Available data:
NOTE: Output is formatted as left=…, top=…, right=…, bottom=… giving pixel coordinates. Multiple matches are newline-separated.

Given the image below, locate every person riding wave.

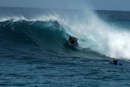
left=68, top=36, right=78, bottom=46
left=108, top=59, right=122, bottom=65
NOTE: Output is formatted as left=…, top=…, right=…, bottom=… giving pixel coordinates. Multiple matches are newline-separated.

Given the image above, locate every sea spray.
left=1, top=8, right=130, bottom=59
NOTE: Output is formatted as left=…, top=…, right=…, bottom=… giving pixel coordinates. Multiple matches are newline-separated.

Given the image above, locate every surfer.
left=108, top=59, right=122, bottom=65
left=68, top=36, right=78, bottom=46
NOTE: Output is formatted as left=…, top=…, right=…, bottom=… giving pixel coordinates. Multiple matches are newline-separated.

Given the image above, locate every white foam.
left=0, top=16, right=27, bottom=22
left=53, top=9, right=130, bottom=59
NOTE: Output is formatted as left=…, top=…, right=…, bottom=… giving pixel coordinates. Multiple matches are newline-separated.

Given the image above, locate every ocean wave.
left=1, top=10, right=130, bottom=59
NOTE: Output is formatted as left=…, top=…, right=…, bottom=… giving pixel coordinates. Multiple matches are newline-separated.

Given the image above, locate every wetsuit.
left=69, top=36, right=78, bottom=46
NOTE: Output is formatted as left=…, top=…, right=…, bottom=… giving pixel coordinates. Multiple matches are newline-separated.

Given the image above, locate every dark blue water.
left=0, top=7, right=130, bottom=87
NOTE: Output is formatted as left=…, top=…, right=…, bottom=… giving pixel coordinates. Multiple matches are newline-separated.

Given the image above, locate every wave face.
left=1, top=7, right=130, bottom=59
left=0, top=19, right=69, bottom=56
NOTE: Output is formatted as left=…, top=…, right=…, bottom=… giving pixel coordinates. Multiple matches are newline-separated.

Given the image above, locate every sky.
left=0, top=0, right=130, bottom=11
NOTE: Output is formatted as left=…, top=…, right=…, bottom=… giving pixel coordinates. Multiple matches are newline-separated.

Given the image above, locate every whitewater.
left=0, top=7, right=130, bottom=87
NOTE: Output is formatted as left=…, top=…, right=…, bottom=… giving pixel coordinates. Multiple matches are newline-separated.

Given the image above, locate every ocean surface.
left=0, top=7, right=130, bottom=87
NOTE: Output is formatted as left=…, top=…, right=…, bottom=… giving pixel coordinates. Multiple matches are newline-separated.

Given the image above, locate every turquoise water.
left=0, top=7, right=130, bottom=87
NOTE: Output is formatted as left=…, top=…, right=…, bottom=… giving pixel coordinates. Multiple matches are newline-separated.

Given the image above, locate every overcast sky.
left=0, top=0, right=130, bottom=11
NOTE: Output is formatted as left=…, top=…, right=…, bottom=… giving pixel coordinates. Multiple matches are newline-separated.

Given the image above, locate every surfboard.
left=109, top=62, right=122, bottom=65
left=73, top=42, right=78, bottom=47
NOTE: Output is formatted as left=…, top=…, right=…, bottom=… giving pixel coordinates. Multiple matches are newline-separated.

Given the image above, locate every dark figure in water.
left=113, top=59, right=118, bottom=65
left=68, top=36, right=78, bottom=46
left=108, top=59, right=122, bottom=65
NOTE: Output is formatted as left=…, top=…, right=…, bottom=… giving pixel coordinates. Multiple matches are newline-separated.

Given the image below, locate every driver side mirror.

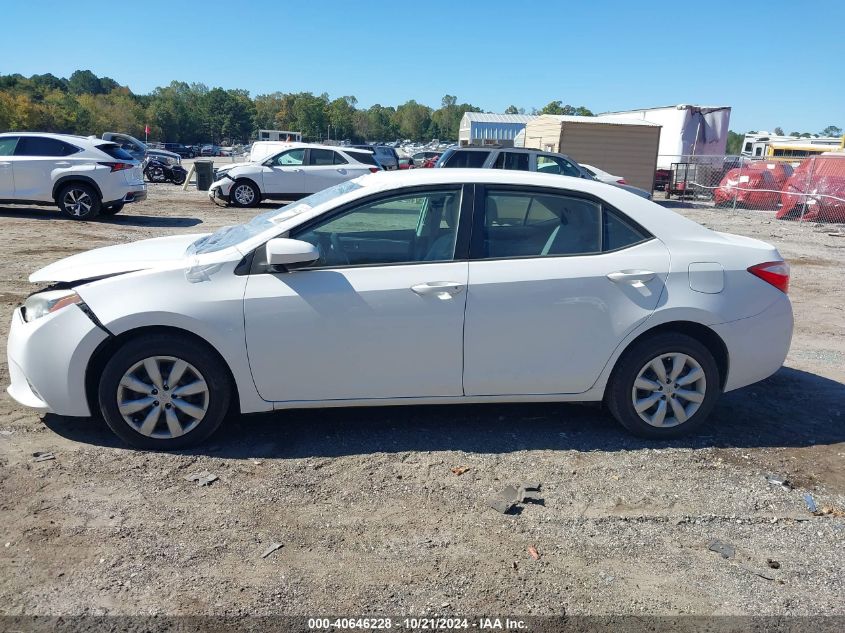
left=264, top=238, right=319, bottom=270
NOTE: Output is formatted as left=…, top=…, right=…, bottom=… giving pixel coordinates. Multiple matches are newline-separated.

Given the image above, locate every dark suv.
left=436, top=147, right=651, bottom=199
left=162, top=143, right=196, bottom=158
left=350, top=144, right=400, bottom=170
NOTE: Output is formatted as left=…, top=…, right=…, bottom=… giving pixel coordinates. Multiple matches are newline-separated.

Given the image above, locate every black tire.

The task: Print the material above word for word, and keep the pictures out of it.

Output for this exercise:
NOTE: Output is formatted as left=…, top=…, right=…, bottom=… giving pixel coordinates. Multiple matches are newline-separated.

Given the image below, locate every person riding wave.

left=68, top=36, right=78, bottom=46
left=108, top=59, right=122, bottom=65
NOTE: Output is formatted as left=…, top=…, right=…, bottom=… giving pixel coordinates. Multiple matches are newline-separated.

Given the image above, locate every sea spray.
left=1, top=8, right=130, bottom=59
NOTE: Output is formatted as left=…, top=…, right=…, bottom=… giving pixel coordinates. Multiple matches are newline-separated.

Given the image above, locate every surfer.
left=108, top=59, right=122, bottom=65
left=68, top=36, right=78, bottom=46
NOTE: Output is formatted as left=…, top=…, right=…, bottom=… giving pixel coordinates. Multiple matches are newline-separated.

Given the image above, locate every white foam.
left=0, top=16, right=27, bottom=22
left=53, top=9, right=130, bottom=59
NOTE: Output is formatted as left=…, top=…, right=…, bottom=… giving pixel coordinates. Multiple matches are newline-separated.

Given the image above, locate every ocean wave.
left=1, top=10, right=130, bottom=59
NOTE: Output is formatted as left=…, top=…, right=…, bottom=… giving pixel coordinates. Multiple matches are newline-separated.

Given the image above, locate every wetsuit.
left=69, top=36, right=78, bottom=46
NOTE: Output is formatted as left=…, top=…, right=…, bottom=… giving pixel coordinates. Multiple matches are newline-separated.

Given the image above, locate every dark blue water.
left=0, top=7, right=130, bottom=87
NOTE: Output is formatted as left=…, top=…, right=…, bottom=… giving pixel coordinates. Multiple matches are newline-separated.

Given the image above, locate every wave face.
left=1, top=7, right=130, bottom=59
left=0, top=19, right=69, bottom=56
NOTE: Output is formatted as left=…, top=…, right=…, bottom=… giving pixel coordinates. Multiple matches are newline-separated.

Given the image above, locate every sky.
left=0, top=0, right=130, bottom=11
NOTE: Output is formatted as left=…, top=…, right=…, bottom=… giving pixel coordinates. Multiple matches are newline-separated.

Given the image above, locate every whitewater.
left=0, top=7, right=130, bottom=87
NOTE: Output is formatted as left=…, top=…, right=…, bottom=… giving pixel coordinates. Multiple matches are newline-separated.

Given the image above, locate every ocean surface.
left=0, top=7, right=130, bottom=87
NOTE: Output is formatted as left=…, top=…, right=…, bottom=… giving pixel coordinates. Multiple matches are newline-separated.

Given the image above, locate every turquoise water.
left=0, top=7, right=130, bottom=87
NOTE: Output is formatted as left=…, top=…, right=…, bottom=… giving pixel coordinates. Multiple matches are newline-separated.

Given the image above, locate every overcast sky.
left=0, top=0, right=130, bottom=11
NOTE: Output is formatted as left=…, top=…, right=…, bottom=… giving pixel coordinates. Multiple matches are newline-separated.

Given the image above, locate every surfboard.
left=109, top=62, right=122, bottom=65
left=73, top=42, right=78, bottom=47
NOTE: Output is formatted as left=…, top=…, right=…, bottom=… giving pixel coordinates. Multiple matches are newline-separated.

Given the image above, locate every dark figure in water.
left=113, top=59, right=118, bottom=65
left=68, top=36, right=78, bottom=46
left=108, top=59, right=122, bottom=65
NOTE: Output is formatted as left=…, top=…, right=…, bottom=… giving pixel coordinates. Multiple matches are newline-separated.

Given the image below, locate every driver side mirror.

left=264, top=238, right=319, bottom=270
NOTE: Output is formatted as left=…, top=…, right=…, bottom=… giving pixel coordinates. Multiple matches are newline-separated.

Given the image above, locate every dark suv.
left=436, top=147, right=651, bottom=199
left=162, top=143, right=196, bottom=158
left=350, top=144, right=400, bottom=170
NOTE: Output is formatted as left=…, top=…, right=…, bottom=… giving pixel coordinates. Multiple matches are newline-separated.

Given the image above, locate every black tire.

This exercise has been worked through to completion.